* _CHALLENGE_
Which lines in the records below contain the word "feeder"? Gather each of them, copied in full.

[Excerpts from location labeling data]

Start

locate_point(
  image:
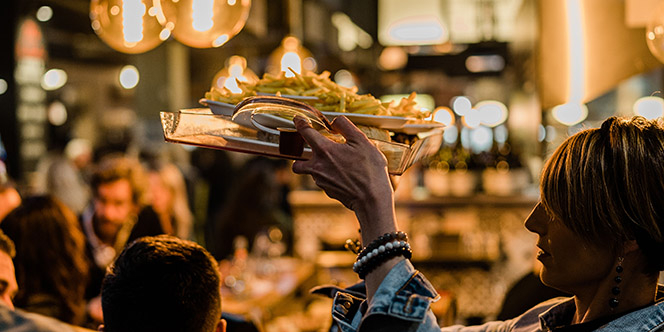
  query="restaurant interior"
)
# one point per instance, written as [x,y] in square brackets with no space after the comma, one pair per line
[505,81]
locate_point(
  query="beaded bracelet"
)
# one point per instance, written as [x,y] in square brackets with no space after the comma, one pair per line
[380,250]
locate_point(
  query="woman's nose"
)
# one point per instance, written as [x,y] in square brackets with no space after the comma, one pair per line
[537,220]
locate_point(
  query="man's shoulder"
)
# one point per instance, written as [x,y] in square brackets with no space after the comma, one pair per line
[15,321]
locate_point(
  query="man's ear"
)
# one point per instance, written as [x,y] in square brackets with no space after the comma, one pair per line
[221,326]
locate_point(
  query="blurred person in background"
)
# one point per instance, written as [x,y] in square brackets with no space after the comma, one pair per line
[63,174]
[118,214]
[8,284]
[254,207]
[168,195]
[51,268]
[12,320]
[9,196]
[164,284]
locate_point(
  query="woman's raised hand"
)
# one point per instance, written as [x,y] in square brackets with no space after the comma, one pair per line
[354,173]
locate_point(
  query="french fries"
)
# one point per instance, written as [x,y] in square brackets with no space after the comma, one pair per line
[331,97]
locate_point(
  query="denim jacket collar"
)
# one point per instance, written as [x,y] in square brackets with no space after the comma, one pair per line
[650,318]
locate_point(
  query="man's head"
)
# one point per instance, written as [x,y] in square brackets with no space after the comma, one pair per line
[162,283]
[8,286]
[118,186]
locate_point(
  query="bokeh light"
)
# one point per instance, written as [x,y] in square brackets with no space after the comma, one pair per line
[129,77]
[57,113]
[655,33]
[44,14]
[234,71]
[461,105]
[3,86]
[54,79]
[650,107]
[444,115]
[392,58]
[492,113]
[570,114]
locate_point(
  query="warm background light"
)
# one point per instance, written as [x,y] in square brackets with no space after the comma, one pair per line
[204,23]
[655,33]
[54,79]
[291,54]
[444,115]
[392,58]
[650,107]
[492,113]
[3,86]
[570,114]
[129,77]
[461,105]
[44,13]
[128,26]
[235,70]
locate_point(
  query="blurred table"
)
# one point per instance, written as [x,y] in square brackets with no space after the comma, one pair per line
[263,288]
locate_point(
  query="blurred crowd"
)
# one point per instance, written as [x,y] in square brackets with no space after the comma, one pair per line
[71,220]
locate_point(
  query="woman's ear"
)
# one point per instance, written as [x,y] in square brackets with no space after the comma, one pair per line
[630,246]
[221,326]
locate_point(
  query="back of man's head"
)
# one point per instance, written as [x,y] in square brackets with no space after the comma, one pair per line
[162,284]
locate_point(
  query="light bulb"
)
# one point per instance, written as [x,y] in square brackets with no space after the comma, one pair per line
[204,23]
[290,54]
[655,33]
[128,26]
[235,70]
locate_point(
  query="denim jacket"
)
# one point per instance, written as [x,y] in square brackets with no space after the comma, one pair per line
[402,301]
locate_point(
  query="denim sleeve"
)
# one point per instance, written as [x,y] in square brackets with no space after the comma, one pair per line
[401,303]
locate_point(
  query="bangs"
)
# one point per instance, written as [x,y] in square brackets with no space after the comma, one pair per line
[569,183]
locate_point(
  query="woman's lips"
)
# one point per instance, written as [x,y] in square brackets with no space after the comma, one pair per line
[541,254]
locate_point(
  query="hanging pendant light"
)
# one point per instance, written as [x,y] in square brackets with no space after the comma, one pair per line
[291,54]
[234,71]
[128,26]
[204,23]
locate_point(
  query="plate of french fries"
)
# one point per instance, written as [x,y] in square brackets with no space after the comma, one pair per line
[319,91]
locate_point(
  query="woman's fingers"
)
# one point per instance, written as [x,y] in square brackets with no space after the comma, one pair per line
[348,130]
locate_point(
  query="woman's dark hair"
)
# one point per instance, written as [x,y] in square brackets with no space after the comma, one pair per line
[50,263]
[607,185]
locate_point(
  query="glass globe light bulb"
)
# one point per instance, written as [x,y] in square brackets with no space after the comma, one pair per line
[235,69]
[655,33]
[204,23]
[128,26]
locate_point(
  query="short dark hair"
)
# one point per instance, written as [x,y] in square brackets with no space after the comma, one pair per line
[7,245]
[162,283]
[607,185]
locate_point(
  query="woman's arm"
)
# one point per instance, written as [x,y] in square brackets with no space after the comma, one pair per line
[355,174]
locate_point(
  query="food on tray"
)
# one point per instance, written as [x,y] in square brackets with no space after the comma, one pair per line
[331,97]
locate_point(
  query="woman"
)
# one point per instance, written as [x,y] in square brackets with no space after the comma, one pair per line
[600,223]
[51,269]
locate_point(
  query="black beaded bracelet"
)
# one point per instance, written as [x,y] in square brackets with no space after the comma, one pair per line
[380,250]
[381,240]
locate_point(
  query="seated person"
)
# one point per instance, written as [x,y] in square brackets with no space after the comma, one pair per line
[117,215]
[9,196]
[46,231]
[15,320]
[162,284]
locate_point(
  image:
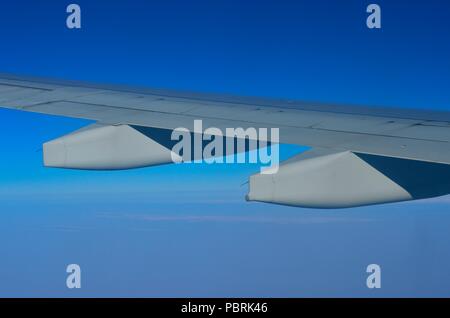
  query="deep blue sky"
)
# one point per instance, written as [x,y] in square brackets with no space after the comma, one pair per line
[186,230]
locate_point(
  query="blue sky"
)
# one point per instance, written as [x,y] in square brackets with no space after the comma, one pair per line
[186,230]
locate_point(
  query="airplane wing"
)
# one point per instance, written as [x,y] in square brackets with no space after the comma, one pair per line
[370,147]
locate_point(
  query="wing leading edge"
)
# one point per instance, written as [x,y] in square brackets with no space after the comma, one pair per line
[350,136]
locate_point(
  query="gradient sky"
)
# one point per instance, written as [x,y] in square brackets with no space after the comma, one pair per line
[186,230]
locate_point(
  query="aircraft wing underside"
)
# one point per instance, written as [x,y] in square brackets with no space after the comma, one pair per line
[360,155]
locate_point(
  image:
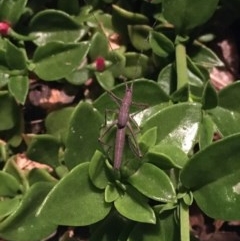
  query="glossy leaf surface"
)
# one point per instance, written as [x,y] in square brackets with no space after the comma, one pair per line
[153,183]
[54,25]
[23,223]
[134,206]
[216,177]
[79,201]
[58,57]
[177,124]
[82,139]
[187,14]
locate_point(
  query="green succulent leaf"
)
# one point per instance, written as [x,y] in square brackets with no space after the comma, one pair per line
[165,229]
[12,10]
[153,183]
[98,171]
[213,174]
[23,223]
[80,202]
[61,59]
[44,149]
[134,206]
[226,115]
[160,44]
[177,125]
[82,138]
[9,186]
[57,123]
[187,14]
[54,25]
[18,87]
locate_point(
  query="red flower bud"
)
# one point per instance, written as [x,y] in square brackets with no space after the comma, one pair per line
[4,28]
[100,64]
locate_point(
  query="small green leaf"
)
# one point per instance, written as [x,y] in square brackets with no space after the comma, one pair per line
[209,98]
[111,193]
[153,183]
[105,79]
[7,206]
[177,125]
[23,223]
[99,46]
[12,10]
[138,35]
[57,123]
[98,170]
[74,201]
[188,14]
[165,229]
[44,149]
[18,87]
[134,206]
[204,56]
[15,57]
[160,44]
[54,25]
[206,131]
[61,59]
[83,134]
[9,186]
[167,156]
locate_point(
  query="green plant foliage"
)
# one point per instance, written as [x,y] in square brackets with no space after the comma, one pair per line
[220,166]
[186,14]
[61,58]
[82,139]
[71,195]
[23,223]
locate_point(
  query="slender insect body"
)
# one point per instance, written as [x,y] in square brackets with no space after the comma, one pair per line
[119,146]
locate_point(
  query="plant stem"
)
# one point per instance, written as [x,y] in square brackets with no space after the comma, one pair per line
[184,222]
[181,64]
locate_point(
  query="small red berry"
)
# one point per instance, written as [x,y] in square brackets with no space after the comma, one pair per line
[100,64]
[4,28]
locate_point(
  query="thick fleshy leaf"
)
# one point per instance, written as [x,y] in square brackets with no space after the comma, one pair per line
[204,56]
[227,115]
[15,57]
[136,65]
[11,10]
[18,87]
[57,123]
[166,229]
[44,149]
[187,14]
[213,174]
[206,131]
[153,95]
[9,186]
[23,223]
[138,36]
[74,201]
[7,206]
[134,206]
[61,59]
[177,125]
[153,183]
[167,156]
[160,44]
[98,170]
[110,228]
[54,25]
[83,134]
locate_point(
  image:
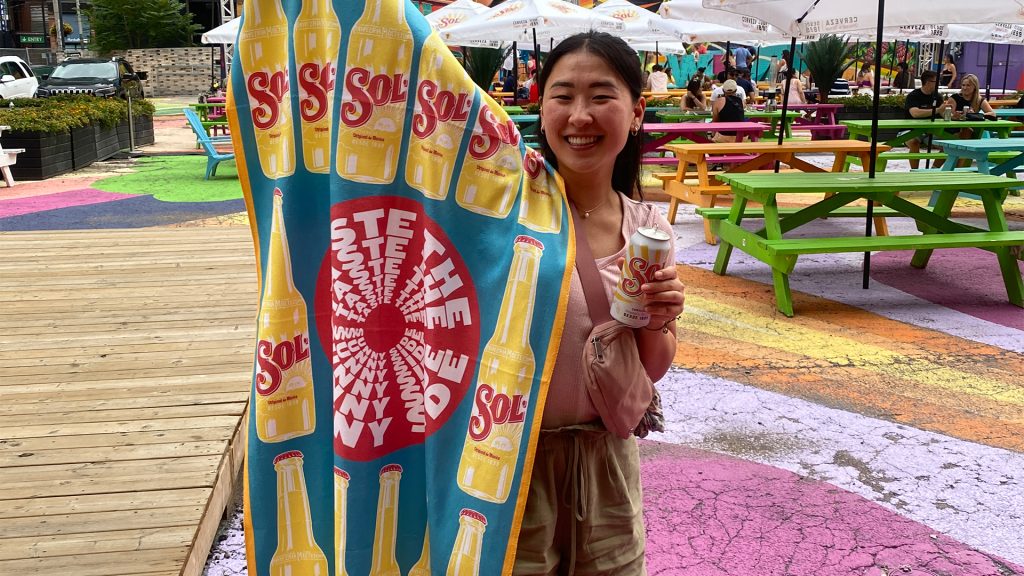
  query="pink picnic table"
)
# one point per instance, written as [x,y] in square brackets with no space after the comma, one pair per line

End
Start

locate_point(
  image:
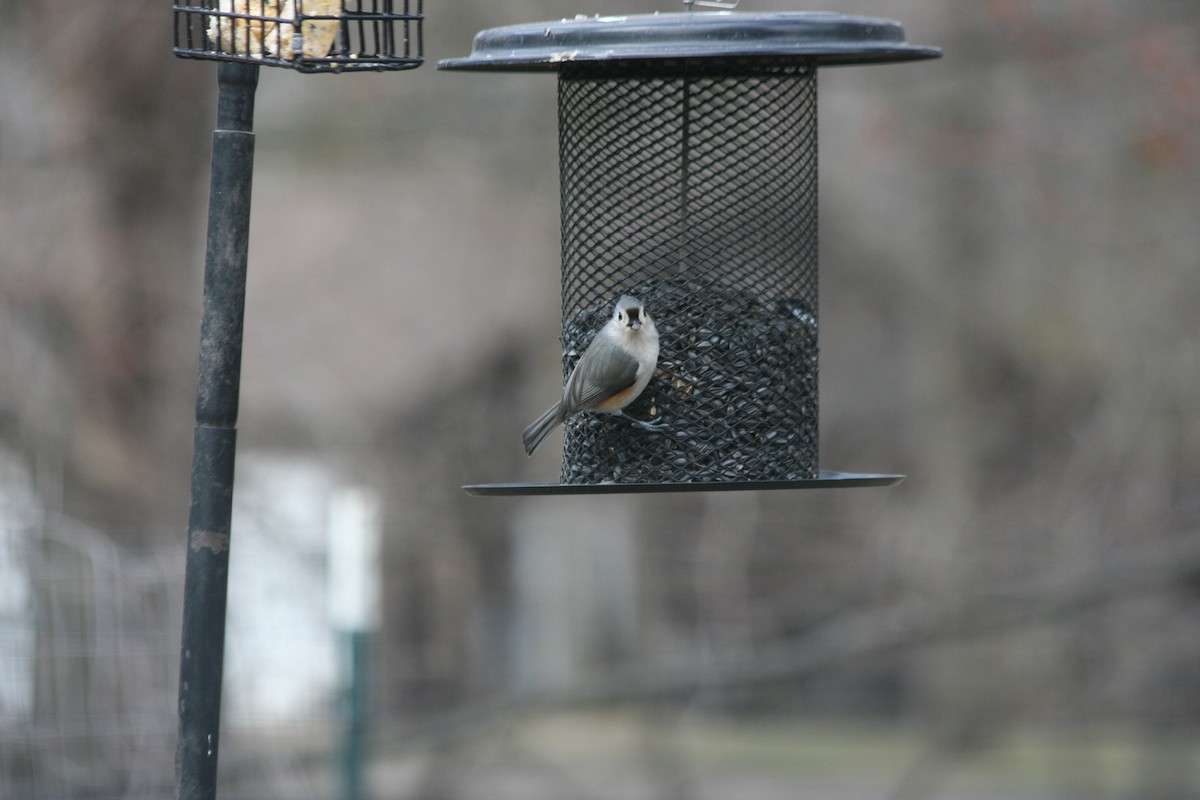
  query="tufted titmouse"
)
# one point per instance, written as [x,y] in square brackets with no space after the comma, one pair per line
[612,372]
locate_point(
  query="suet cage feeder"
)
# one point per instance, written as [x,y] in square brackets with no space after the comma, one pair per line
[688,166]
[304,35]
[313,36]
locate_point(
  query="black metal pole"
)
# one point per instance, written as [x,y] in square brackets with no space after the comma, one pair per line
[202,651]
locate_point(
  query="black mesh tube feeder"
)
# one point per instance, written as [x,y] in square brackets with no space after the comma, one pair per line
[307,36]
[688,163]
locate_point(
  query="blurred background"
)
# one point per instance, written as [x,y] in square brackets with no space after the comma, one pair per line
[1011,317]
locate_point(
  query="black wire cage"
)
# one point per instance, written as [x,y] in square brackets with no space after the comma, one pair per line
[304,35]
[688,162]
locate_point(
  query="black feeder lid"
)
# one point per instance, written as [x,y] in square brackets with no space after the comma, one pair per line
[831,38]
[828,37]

End
Start

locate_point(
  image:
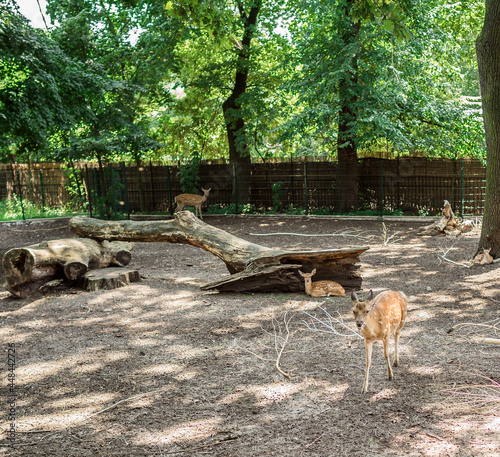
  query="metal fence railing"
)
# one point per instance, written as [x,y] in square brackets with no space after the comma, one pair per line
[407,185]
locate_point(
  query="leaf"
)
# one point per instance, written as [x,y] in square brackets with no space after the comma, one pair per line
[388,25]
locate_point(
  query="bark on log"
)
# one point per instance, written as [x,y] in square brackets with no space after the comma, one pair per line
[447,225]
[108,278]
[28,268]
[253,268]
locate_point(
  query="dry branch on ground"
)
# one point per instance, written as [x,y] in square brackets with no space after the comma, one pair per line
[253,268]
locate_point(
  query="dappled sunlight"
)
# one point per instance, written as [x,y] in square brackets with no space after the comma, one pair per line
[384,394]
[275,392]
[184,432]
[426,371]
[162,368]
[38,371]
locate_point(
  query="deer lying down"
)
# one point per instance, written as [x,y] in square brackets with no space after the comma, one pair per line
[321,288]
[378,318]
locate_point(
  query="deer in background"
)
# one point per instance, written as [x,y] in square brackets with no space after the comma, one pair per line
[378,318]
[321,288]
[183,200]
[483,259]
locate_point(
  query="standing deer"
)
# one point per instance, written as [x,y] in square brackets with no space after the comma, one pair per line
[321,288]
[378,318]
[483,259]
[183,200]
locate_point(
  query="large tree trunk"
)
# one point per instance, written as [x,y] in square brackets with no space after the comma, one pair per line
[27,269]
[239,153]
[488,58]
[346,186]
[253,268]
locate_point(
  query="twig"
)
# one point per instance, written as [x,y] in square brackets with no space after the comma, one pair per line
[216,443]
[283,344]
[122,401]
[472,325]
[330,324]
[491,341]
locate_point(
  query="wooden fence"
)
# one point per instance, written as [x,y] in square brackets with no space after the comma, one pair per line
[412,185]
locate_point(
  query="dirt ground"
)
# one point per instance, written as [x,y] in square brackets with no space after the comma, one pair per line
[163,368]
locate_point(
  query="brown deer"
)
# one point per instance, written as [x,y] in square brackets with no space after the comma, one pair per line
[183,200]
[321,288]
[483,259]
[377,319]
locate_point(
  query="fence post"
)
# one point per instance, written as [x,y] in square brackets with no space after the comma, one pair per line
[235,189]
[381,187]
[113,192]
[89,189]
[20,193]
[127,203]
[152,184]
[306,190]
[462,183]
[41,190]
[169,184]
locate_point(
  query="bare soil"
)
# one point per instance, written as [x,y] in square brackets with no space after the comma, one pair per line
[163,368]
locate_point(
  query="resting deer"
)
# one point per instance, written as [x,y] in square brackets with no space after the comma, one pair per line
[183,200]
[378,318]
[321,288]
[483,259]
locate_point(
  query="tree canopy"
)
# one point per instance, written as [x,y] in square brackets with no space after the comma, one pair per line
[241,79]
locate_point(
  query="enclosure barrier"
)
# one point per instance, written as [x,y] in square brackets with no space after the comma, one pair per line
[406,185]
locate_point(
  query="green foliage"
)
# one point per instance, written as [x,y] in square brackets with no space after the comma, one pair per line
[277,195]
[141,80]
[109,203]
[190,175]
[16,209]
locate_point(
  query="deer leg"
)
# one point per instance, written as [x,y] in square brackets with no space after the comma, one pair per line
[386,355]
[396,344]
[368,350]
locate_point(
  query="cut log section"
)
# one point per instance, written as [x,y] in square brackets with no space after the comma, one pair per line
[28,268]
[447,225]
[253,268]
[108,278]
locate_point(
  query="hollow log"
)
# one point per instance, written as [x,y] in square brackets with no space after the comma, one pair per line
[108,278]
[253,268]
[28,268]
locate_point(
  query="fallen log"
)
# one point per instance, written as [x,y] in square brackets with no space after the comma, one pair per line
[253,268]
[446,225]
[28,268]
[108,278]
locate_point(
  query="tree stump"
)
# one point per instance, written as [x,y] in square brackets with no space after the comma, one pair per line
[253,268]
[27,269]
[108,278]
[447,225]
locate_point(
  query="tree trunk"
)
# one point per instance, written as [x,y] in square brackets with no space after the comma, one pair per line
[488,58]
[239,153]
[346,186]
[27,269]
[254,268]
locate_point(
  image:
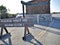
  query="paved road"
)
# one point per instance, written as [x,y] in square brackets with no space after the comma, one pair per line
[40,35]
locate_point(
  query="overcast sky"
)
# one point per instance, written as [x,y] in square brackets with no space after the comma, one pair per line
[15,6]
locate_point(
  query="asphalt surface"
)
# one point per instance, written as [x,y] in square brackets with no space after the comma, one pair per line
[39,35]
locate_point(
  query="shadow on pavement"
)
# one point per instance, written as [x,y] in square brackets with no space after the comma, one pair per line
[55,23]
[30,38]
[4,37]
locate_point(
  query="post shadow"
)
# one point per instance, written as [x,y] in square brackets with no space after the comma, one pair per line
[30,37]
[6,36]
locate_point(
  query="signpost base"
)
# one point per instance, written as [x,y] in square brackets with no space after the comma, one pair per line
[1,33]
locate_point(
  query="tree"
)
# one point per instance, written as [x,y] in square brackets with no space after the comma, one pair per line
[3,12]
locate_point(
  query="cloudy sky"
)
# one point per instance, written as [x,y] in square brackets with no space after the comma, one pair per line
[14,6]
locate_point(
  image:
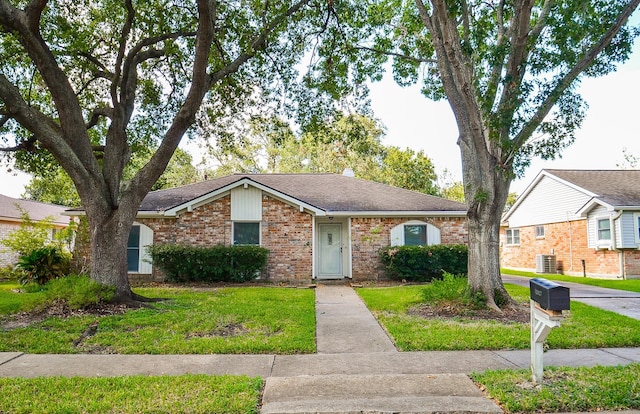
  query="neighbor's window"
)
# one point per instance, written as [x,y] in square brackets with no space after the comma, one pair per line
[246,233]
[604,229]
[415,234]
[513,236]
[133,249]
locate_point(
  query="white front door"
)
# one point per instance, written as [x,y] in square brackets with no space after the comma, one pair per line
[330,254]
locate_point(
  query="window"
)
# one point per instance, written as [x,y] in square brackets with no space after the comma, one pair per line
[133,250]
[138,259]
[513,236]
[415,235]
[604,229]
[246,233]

End

* _ANSWER TO THE EXERCISE_
  query="suet cage feeder"
  query="black mesh tube feeder"
  query="black feeder lid"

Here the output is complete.